**やること**
下にある幸福と資本についての文章のうち、「一方、右側が持続的幸福として」から「分野で、研究が進んでいます。」までの部分を一字一句違えずに書き写してもらえますか。

**提示された文章**
◇ ◇ ◇
左側が長続きしないhappiness、へドニア的な領域。つまり、地位財=金、物、地位は長続きしません。続かないので、これらをもっともっと沢山得たいと求めるようになります。これが今の金融資本主義社会の姿ではないでしょうか。

 

もともとお金は、物と物を交換し、便利にするために使われ始めました。しかし、貯める、投資するということができるようになると、人々はこれを欲しがり、金融資本社会を肥大化させてしまいました。

 

一方、右側が持続的幸福としてのユーダイモニアです。こちらは、安心、安全な社会、健康、心の良い状態です。この中に、自己実現のために学んで成長する、あるいは、利他的で、自分と人を比べすぎないといったものが含まれます。つまり、これらが非地位財というもので、今の言葉では、共感資本、公益資本、学術用語では社会関係資本に近いと思います。

 

今、人と人の関係、社会関係資本が注目され、金融資本主義と違った価値観を加えていったほうがいいと言われています。社会学、経済学、政治学、経営学、工学など、心理学以外のいろいろな分野で、研究が進んでいます。
◇ ◇ ◇
**項目の抜粋**
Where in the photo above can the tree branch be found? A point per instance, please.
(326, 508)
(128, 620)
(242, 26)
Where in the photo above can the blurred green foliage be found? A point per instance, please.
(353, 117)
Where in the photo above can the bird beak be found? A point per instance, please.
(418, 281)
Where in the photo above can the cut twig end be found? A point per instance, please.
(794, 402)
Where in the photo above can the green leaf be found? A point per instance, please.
◇ ◇ ◇
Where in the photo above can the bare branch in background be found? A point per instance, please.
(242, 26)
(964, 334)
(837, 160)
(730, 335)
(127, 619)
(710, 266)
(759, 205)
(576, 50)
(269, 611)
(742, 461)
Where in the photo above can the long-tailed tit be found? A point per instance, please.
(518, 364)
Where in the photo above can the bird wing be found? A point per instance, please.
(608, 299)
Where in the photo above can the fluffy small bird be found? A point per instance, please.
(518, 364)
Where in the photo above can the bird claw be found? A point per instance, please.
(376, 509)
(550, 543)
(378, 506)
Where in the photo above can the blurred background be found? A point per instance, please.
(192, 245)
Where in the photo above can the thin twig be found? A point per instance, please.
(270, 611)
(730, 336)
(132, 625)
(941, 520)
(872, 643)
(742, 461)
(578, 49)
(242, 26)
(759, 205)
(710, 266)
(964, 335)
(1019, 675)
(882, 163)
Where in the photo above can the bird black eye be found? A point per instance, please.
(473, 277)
◇ ◇ ◇
**課題の解答**
一方、右側が持続的幸福としてのユーダイモニアです。こちらは、安心、安全な社会、健康、心の良い状態です。この中に、自己実現のために学んで成長する、あるいは、利他的で、自分と人を比べすぎないといったものが含まれます。つまり、これらが非地位財というもので、今の言葉では、共感資本、公益資本、学術用語では社会関係資本に近いと思います。

 

今、人と人の関係、社会関係資本が注目され、金融資本主義と違った価値観を加えていったほうがいいと言われています。社会学、経済学、政治学、経営学、工学など、心理学以外のいろいろな分野で、研究が進んでいます。